*Do this:* Reproduce every row below verbatim, omitting the picture.

§ §

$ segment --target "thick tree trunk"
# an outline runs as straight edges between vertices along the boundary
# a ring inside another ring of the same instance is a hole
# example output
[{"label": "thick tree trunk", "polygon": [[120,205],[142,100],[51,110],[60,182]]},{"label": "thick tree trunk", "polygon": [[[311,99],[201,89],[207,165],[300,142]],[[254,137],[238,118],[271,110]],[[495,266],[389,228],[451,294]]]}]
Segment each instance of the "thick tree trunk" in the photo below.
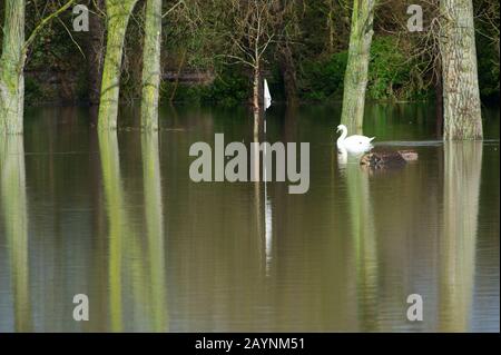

§ §

*Full answer:*
$ segment --target "thick tree trunk"
# an outline runs as straight edges between vertices along the boundary
# a ring inside another ring of the same instance is a hole
# example output
[{"label": "thick tree trunk", "polygon": [[120,205],[142,100],[51,110],[60,182]]},{"label": "thick tree trunk", "polygon": [[[311,99],[201,89],[207,165],[300,142]],[[254,137],[238,118],[271,110]],[[495,266],[389,228],[451,294]]]}]
Segment each instance of the "thick tree trunk" in the photo below.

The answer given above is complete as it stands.